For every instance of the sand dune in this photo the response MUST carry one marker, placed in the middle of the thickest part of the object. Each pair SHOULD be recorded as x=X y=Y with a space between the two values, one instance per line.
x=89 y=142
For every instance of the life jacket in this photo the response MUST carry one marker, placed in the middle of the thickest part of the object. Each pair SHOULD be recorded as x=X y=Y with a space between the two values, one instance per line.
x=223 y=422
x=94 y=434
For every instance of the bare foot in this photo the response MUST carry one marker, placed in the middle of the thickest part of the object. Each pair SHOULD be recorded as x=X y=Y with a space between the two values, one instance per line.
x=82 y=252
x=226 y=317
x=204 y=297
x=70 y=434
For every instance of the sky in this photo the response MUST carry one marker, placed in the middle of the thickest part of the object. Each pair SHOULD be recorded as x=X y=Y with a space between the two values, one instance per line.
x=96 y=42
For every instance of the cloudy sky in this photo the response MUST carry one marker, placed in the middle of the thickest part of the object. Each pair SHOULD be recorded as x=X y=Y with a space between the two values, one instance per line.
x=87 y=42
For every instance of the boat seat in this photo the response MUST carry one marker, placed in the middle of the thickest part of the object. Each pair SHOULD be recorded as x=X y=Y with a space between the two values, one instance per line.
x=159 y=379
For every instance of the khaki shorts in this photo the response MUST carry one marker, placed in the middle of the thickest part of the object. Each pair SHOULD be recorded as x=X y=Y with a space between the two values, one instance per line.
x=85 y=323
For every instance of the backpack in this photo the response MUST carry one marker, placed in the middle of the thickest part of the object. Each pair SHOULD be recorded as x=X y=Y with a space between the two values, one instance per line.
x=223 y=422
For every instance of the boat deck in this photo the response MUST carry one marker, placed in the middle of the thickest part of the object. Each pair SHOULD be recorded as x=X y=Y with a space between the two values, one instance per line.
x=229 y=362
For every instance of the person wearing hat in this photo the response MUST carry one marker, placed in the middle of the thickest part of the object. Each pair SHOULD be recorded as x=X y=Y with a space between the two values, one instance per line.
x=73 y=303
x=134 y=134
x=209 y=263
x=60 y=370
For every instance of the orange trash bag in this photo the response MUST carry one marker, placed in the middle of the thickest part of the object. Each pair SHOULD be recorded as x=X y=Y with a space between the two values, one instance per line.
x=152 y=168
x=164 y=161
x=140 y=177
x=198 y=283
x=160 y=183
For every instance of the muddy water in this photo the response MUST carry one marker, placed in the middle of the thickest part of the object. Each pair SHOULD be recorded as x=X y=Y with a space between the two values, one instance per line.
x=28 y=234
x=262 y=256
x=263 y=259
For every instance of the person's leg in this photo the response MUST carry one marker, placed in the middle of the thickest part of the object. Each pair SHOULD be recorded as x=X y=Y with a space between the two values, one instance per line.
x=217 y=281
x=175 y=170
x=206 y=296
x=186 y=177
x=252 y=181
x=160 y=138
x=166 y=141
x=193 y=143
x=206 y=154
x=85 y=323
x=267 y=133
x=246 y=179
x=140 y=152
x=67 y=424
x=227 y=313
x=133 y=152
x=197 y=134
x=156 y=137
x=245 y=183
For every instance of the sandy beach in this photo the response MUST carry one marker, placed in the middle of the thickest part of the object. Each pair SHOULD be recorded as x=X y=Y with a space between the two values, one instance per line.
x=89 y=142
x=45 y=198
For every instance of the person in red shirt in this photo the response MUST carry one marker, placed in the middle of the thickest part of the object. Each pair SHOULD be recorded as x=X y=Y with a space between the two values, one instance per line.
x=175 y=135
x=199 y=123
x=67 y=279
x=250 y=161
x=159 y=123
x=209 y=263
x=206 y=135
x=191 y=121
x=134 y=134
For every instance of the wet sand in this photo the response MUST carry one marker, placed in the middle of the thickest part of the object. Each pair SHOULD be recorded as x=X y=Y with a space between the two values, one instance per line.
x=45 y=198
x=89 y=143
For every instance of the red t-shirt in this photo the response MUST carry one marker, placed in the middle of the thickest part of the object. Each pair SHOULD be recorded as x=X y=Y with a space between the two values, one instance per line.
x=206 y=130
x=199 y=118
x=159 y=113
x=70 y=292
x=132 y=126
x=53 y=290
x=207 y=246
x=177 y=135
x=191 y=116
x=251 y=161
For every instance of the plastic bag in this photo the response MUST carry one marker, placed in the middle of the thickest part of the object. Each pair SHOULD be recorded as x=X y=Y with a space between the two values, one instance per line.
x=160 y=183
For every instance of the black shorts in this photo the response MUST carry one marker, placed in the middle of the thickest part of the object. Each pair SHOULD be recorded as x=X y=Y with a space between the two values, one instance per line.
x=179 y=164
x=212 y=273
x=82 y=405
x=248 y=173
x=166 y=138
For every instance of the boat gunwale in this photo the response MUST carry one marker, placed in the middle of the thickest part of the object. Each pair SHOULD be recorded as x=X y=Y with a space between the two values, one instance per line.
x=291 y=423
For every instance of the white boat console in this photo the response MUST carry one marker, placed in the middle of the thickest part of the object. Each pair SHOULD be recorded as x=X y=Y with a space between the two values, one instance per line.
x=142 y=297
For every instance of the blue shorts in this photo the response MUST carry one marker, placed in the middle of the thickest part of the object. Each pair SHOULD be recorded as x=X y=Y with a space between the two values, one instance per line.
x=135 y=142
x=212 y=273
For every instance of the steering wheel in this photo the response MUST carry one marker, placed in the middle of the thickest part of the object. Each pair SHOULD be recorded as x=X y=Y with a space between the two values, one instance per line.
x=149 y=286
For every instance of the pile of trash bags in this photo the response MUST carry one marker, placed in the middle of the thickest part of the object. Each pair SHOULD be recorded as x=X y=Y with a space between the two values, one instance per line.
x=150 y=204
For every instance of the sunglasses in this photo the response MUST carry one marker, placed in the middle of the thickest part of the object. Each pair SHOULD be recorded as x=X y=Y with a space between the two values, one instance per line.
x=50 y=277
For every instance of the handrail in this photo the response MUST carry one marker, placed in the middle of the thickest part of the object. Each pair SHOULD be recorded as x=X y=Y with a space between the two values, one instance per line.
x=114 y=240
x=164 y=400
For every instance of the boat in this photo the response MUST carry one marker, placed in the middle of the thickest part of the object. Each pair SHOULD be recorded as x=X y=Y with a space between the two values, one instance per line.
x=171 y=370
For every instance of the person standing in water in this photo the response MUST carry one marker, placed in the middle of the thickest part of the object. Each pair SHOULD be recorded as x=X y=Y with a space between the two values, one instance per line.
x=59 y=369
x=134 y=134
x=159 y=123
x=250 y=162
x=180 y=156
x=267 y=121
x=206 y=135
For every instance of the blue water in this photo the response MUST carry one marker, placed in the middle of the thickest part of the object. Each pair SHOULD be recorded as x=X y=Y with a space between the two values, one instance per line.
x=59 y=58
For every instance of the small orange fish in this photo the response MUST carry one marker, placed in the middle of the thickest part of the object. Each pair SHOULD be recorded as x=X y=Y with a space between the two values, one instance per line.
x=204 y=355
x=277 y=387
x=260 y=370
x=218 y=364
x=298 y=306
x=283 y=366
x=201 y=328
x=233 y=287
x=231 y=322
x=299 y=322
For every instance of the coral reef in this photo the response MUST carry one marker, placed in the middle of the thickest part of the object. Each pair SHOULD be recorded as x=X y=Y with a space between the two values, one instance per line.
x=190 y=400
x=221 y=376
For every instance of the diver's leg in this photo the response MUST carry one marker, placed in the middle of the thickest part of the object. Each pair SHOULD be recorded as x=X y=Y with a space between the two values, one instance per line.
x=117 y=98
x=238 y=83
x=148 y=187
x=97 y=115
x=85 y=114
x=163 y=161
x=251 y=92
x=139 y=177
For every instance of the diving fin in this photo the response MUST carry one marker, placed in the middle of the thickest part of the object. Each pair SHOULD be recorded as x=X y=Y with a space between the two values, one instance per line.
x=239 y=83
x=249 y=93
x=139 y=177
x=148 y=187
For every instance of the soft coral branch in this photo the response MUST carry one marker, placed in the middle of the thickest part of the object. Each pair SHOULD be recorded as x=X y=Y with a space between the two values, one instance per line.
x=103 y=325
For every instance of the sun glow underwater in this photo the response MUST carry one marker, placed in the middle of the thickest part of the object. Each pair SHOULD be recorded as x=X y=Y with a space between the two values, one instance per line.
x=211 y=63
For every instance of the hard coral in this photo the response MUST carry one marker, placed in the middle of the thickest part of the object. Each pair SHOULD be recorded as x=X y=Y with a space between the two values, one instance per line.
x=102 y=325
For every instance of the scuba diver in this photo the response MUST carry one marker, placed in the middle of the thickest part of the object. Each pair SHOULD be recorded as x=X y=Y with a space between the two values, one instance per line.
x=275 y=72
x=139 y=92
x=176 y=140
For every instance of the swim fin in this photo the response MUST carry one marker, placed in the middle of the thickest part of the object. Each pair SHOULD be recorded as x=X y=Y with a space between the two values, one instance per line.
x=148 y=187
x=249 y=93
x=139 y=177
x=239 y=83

━━━━━━━━

> REQUIRED ACTION
Your task is to restate, word for word, the line with "For every instance of the diver's" and all lines after it, ending with the last line of the data.

> TASK ANSWER
For every instance of the diver's leg in this photo the response MUST carry one marker, placed in the middle of the thickest part of the object. Each pair SHOULD be recorded as x=X y=Y with a space between the two values, one instance per line.
x=117 y=98
x=238 y=83
x=148 y=187
x=97 y=115
x=85 y=114
x=163 y=161
x=251 y=92
x=139 y=177
For every instance of the diving fin in this photo the response MUST carry one marker, placed in the middle of the thickest part of the object. Each pair SHOULD be recorded as x=X y=Y with a space between the two values, one instance per line.
x=239 y=83
x=249 y=93
x=139 y=177
x=148 y=187
For every instance of the soft coral branch in this photo the response MUST carry one marker, placed in the middle of the thickest part of the object. Each pair SHOULD be recorded as x=X y=Y with a space between the two values, one instance per line.
x=103 y=325
For every instance of the sun glow underwater in this photo the response MUST carry one marker, placed in the middle of the thickest part of the object. Each pair SHOULD be recorded as x=X y=Y with a space between the two values, one instance per line.
x=211 y=63
For every instance of the hard coral in this photo the response MUST carry one marker, placed in the middle of the thickest part of the object. Each pair SHOULD be recorded as x=X y=Y with a space between the two values, one instance per line.
x=102 y=325
For every instance of the scuba diver in this photo the response MUST carry one marker, placed in the middle of the thickest part of the object. Each pair SHOULD be recorded as x=X y=Y with a space between the two values, one instance per line.
x=275 y=72
x=139 y=92
x=176 y=140
For every instance of the swim fin in this photo the response MUST carry one marker, placed in the middle of the thickest part of the object. Each pair SHOULD be recorded as x=X y=Y with a space between the two values, one instance per line.
x=148 y=187
x=249 y=93
x=139 y=177
x=239 y=83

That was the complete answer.